> _OBJECTIVE_
Write the next part of the article about George Lucas praising The Phantom Menace, beginning right after its last sentence.

--- Start SOURCE EXTRACT ---

George Lucas Says The Phantom Menace Is One of His Favorite Films

At Star Wars Celebration, George Lucas called The Phantom Menace one of his favorite films.
At Star Wars Celebration, George Lucas called The Phantom Menace one of his favorite films.
Photo: Lucasfilm

The maker wasn’t there in person, but he was there in spirit. And via video.

At today’s 20th anniversary panel for Star Wars Episode I: The Phantom Menace at Star Wars Celebration, George Lucas sent in a taped video message to thank fans for coming—and to talk, very briefly, about the film’s legacy.


Here’s his quote:

Thank you for coming to the Celebration. [The Phantom Menace] one of my favorite movies and of course Jar Jar is my favorite character. Ahmed [Best], you did a fantastic job. It was very very hard. Also for John Knoll and all the guys at ILM, I made it impossible for them. We broke a lot of ground. We were using test equipment but it was the beginning of digital, even though we didn’t get to shoot the whole thing digitally, we got to shoot part of it so it was really one of the first digital features and I’m very proud of that. The fans are always such a big part of these films and obviously those of you who are here are the fans of Episode 1 and I love each and ever one of you.

And here’s the full panel, synced up to 1:01:28 when Lucas came on.

--- End SOURCE EXTRACT ---
--- Start RECORDED INFORMATION ---

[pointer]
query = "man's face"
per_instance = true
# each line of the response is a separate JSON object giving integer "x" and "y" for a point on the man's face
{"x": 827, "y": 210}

--- End RECORDED INFORMATION ---

> _RIGHT ANSWER_
Lucas’ praise of Best was a theme at this year’s convention, likely in part due to a recent outpouring of fan support since Best admitted he was suicidal after the negative reaction to Jar Jar. During the Phantom Menace panel, Best received enthusiastic cheers, much like he did on the main stage at the convention a few days earlier. You can watch that video below.

To hear Lucas say Phantom Menace is one of his favorite films is a little surprising, but you have to also remember the film was pure George. There was no one there to tell him “no” at any stage. Plus, it pushed technology so far ahead compared to other films of the era. More than almost anything else, that was the takeaway from the panel—sure, some fans like the movie, but the fact that Phantom Menace ushered in a new era of Star Wars, and filmmaking technology as a whole, is really its biggest legacy.

For more from this year’s Star Wars Celebration, read below.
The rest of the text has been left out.